GIVEN PROBLEM A:
Output the rows between the line holding "stone pavement—locate it." and the line holding "[160,273,174,308]", inclusive, as a Markdown table with the columns Nr and Content, numbering each row and omitting blank lines and pictures.
** Begin PROVIDED TEXT **
Thursday, November 15, 2012

Stephen King Read-A-Long: Cycle of the Werewolf

Today we're going to be discussing the first half of Cycle of the Werewolf: January through June.

Questions:
1. If you have the version that is illustrated, what do you think of it?  Do you think it enhances or detracts from the story?

2. What do you think of using the calender year and its full moons as the platform for the story?

3. "Love is like dying."  This is the last sentence in February when Stella Randolph is faced with the werewolf.  What are your thoughts on these metaphors? (Love, death, werewolves.)

4. King again uses Tarker's Mills as a kind of character.  Thoughts?

5. What do you think of King's use of character portrayal? Too much, too little?

6. What do you think of the Reverand's dream?

Answers:
1. I love using the months as the setting of the book.  I think it is clever and shows movement of time but growth of the story and people. 

2. I wasn't sure what to expect from it.  Sometimes illustrations can give a book a cheesy kind of feel, putting images in my mind that are different from what my imagination envisions.  However, I like the illustrations by Berni Wrightson.  I think they almost have a twisted Norman Rockwell feel to them giving another depth to the narrative. 

3. I thought Stella's death was interesting.  She replaces a man with the werewolf and love with death.  If being attacked by a werewolf is like being ravaged by a lover who brings out the beastly passions of them both, it seems Stella has finally found the passion she has been looking for.  There is much lore of how the werewolf represents the sexualness of men, the beast so to speak.  It is as if she embraces death and for her it is embracing love.
** End PROVIDED TEXT **
GIVEN PROBLEM B:
Reproduce the read-along post between "Stephen King Read-A-Long: Cycle" and "of character.  Thoughts?", inclusive, with "Tarker's Mills" changed to "the town".
** Begin EXTRACTED RECORDS **
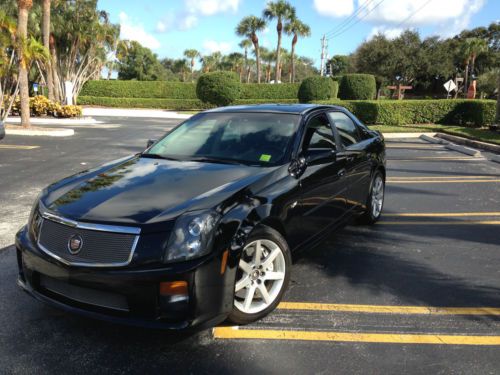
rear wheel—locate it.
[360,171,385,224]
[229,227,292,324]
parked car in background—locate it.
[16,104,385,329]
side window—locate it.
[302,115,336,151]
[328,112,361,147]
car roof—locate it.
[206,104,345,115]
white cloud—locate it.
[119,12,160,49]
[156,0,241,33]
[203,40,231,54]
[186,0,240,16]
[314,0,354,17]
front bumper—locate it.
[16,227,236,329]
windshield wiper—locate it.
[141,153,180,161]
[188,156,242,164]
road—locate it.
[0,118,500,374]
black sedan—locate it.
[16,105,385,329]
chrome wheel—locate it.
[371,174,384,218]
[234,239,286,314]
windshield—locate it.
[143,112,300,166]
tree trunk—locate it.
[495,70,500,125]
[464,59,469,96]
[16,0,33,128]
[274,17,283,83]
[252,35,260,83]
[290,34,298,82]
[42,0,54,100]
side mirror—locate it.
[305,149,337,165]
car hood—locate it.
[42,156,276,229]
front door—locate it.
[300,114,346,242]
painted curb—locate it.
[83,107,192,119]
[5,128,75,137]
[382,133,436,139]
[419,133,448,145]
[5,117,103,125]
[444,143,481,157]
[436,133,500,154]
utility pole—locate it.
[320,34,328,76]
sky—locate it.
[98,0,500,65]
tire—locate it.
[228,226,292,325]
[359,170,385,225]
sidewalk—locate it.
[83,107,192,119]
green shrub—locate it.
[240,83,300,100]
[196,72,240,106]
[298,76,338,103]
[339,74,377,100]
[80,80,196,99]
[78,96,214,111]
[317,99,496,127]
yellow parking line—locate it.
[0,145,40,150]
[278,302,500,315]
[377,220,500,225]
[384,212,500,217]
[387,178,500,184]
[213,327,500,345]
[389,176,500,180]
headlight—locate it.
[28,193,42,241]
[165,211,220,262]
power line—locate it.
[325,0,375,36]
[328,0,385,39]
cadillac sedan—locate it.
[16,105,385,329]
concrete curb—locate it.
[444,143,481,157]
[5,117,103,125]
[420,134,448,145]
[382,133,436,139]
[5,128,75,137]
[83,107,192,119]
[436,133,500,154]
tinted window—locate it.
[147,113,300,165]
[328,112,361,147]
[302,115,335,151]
** End EXTRACTED RECORDS **
** Begin EXTRACTED RECORDS **
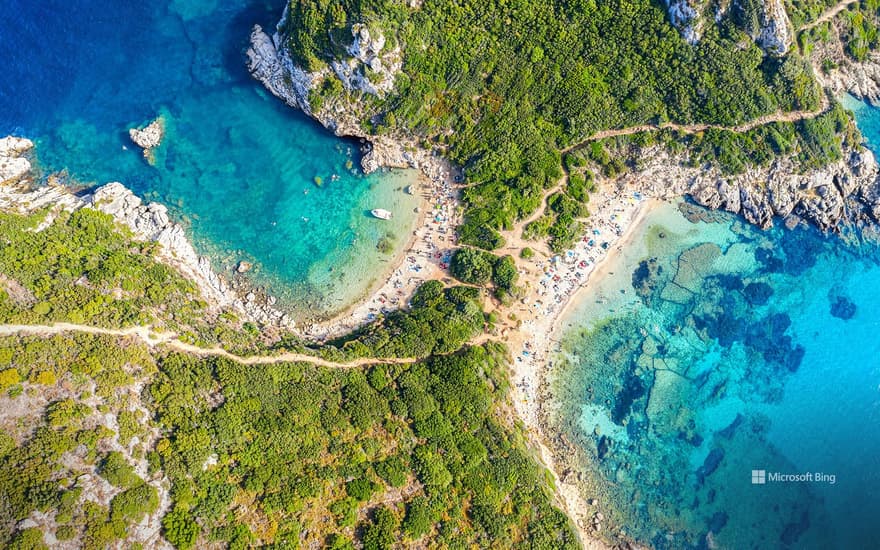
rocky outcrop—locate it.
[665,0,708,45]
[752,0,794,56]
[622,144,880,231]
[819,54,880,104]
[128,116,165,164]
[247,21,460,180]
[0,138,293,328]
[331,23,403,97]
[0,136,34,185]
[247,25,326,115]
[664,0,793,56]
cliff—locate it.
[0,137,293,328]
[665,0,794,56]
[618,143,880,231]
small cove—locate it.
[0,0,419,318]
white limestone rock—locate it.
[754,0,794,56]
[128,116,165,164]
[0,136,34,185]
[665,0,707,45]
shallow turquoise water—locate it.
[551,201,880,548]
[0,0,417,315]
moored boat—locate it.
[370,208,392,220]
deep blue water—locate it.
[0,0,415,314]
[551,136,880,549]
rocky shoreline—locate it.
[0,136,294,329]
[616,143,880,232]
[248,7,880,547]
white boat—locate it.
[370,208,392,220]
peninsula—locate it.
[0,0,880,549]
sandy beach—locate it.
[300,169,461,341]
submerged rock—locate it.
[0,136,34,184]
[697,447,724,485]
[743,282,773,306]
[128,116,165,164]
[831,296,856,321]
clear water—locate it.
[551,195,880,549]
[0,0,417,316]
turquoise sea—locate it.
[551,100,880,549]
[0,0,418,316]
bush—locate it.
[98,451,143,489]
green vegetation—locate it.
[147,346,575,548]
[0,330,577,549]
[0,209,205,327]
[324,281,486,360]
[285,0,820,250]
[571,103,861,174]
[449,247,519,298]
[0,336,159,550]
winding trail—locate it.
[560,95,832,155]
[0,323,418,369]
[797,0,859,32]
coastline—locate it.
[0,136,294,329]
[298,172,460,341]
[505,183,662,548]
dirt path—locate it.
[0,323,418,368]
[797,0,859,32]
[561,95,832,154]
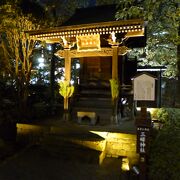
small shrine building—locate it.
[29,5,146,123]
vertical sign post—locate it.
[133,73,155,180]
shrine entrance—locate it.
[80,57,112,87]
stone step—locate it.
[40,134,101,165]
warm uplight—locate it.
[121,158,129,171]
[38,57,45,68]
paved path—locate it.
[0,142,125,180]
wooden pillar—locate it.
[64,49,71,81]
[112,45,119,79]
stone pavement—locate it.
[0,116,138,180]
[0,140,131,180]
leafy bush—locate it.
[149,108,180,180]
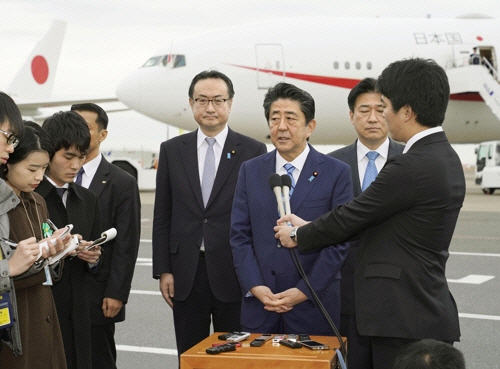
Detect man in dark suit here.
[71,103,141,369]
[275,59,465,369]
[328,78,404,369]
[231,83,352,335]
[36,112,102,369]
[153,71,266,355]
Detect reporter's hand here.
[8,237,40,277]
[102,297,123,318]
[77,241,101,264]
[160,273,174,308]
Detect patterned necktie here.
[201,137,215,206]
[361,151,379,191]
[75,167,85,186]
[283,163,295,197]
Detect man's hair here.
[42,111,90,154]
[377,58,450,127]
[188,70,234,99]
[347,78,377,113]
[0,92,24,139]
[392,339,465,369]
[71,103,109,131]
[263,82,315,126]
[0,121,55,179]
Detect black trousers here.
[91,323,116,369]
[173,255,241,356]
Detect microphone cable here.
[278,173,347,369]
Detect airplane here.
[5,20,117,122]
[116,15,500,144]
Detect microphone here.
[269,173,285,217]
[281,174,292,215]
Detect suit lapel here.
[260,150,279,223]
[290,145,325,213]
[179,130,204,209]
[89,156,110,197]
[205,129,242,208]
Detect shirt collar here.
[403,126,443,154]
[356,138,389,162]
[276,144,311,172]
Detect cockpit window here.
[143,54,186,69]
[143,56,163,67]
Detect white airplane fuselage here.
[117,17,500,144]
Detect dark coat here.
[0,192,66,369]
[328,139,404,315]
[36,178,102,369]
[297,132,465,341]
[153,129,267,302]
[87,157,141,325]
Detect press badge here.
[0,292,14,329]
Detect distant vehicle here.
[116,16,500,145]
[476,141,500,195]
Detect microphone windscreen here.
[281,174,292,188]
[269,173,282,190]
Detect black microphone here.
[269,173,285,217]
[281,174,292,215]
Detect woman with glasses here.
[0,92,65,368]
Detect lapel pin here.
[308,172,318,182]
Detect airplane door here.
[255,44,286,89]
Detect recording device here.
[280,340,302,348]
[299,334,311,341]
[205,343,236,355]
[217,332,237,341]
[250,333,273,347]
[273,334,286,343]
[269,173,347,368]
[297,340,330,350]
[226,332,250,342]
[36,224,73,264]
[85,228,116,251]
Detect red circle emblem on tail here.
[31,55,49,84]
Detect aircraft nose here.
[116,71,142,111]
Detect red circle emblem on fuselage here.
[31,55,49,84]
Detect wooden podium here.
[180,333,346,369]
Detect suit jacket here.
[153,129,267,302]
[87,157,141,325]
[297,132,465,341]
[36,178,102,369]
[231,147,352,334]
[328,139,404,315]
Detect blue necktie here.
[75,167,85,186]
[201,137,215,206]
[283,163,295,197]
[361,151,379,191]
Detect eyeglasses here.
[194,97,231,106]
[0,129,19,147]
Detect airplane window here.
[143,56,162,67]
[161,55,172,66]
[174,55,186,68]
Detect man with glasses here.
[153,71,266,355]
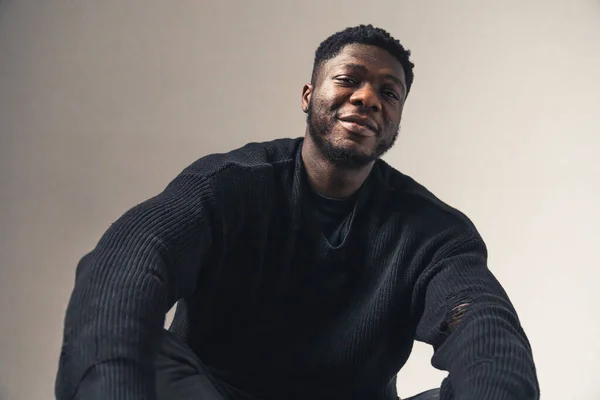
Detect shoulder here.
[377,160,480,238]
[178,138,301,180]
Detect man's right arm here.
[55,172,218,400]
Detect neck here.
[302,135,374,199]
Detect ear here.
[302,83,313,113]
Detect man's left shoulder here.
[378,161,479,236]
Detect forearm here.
** End EXTRACTED RECORDS **
** Begin EXTRACTED RECORDS **
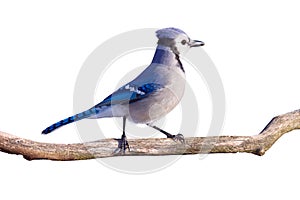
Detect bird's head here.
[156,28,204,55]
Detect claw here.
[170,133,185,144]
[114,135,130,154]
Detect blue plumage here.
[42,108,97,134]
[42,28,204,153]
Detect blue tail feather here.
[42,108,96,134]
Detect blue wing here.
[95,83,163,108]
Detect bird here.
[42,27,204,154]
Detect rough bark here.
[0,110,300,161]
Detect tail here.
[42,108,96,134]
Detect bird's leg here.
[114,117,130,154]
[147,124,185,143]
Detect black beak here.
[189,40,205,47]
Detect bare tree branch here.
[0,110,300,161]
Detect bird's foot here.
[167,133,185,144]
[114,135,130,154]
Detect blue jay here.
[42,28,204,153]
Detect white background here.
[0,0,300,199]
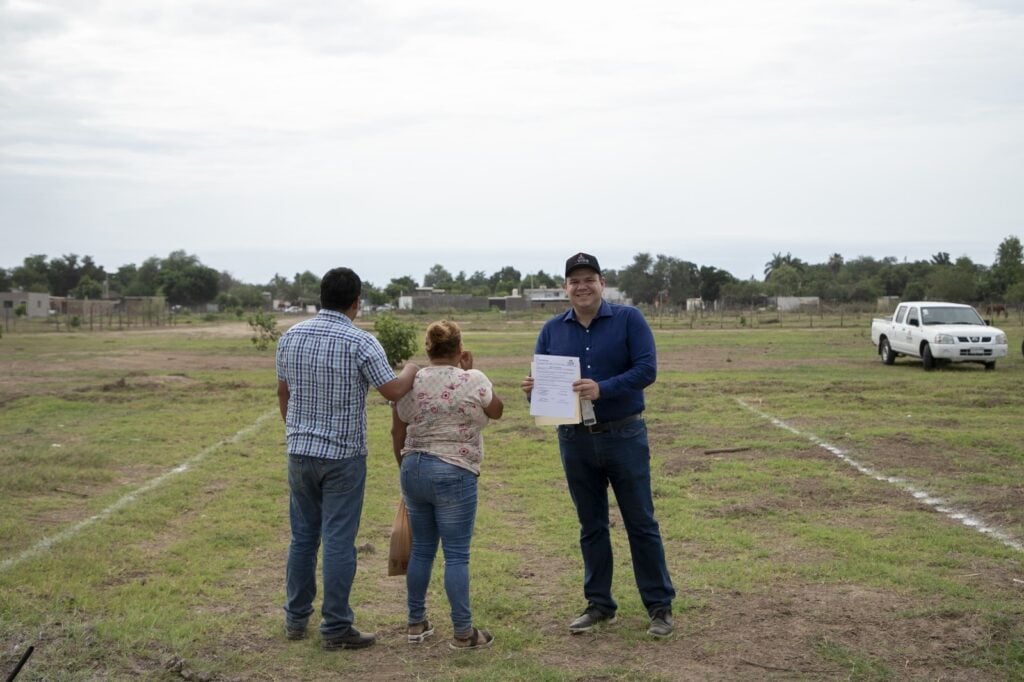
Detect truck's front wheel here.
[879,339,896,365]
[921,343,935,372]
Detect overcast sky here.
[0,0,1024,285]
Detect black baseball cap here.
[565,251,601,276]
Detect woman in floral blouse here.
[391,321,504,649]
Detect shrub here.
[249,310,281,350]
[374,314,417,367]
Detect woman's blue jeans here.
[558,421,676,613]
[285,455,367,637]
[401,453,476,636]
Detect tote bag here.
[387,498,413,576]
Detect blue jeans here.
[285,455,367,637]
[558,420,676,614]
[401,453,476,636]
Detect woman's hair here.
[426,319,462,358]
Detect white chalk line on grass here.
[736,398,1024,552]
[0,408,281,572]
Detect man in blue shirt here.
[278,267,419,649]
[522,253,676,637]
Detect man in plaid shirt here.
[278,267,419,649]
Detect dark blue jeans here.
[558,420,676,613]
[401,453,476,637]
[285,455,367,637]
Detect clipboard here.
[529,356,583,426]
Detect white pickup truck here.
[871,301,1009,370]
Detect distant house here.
** End EXTRACTED RECORDS **
TASK RESULT A:
| Nr | Content |
|---|---|
| 1 | stone pavement—locate it. |
| 2 | [0,116,138,180] |
| 3 | [0,140,131,180] |
| 4 | leafy bush—locate it. |
| 5 | [149,108,180,180] |
| 6 | Detect man in dark suit here. |
| 7 | [71,103,141,369] |
| 8 | [275,59,465,369] |
| 9 | [328,78,404,369] |
| 10 | [231,83,352,335] |
| 11 | [36,112,102,369] |
| 12 | [153,71,266,355] |
| 13 | Detect reporter's hand here. |
| 14 | [8,237,40,277] |
| 15 | [102,297,123,318] |
| 16 | [77,241,101,264] |
| 17 | [160,273,174,308] |

TASK RESULT B:
Stephen King Read-A-Long: Cycle of the Werewolf

Today we're going to be discussing the first half of Cycle of the Werewolf: January through June.

Questions:
1. If you have the version that is illustrated, what do you think of it?  Do you think it enhances or detracts from the story?

2. What do you think of using the calender year and its full moons as the platform for the story?

3. "Love is like dying."  This is the last sentence in February when Stella Randolph is faced with the werewolf.  What are your thoughts on these metaphors? (Love, death, werewolves.)

4. King again uses the town as a kind of character.  Thoughts?